• _Source document_
********************

NEW DELHI (Reuters) - A group backed by the Bill & Melinda Gates Foundation that works on India's immunisation programmes will now be funded by the health ministry, a government official said, a move in part prompted by fears foreign donors could influence policy making.

The decision is seen as part of India's broader clampdown on non-governmental organisations to assert control over decision making in key policy areas. Last year, India ordered the dismissal of dozens of foreign-funded health experts working on public welfare schemes.

The Gates Foundation has for years funded the Immunization Technical Support Unit (ITSU), which provides strategy and monitoring advice for New Delhi's massive immunisation programme that covers about 27 million infants each year.

It will now be funded by the government which felt there was a need to completely manage the crucial programme on its own, senior health ministry official Soumya Swaminathan told Reuters.

"There was a perception that an external agency is funding it, so there could be influence," Swaminathan said on Wednesday.

Swaminathan, however, stressed there were no instances of influence found and the decision was only in part prompted by a wider perception about foreign funding of the programme. The unit will continue to exist, she said.

A spokeswoman for the Bill & Melinda Gates Foundation (BMGF) said its grant for the ITSU ends this month. "We are in advanced stages of discussion with the ministry on the contours of the next phase of technical support," she said.

********************

• _Source material_
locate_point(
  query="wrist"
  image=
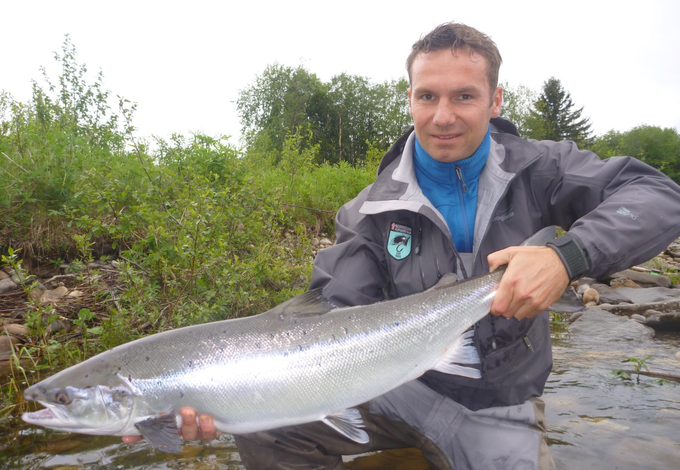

********************

• _What to work on_
- 1) In the report on India's immunization support unit, how many infants does New Delhi's immunization program cover each year?
- 2) For each statement, say whether it agrees with the report on India's immunization support unit, and quote the deciding words: (a) Swaminathan said instances of influence had been found. (b) The unit will be disbanded. (c) The Gates Foundation's grant for the ITSU ends this month.
- 3) Carry on the report on India's immunization support unit from the point where it stops.

• _Solved problems_
- 1) About 27 million infants each year.

- 2)
(a) No: "Swaminathan, however, stressed there were no instances of influence found"
(b) No: "The unit will continue to exist, she said."
(c) Yes: "its grant for the ITSU ends this month"

- 3)
Critics have in the past raised concerns the BMGF should not have any association with the programme due to apparent conflicts of interest. That's because BMGF also backs GAVI, a global vaccine alliance that counts big pharmaceutical companies as its partners.

India's immunisation programme vaccinates children to shield them from life-threatening conditions such as measles and polio, and is viewed by experts as crucial for improving public health.

A key win has been the successful eradication of polio, but more than a million Indian children still die every year before reaching the age of five.

"The government must ensure that universal immunisation does not suffer in any way," said Keshav Desiraju, a former federal health secretary.

BMGF, the charity funded by the personal wealth of Microsoft co-founder Bill Gates, has enjoyed good relations with the government of Prime Minister Narendra Modi.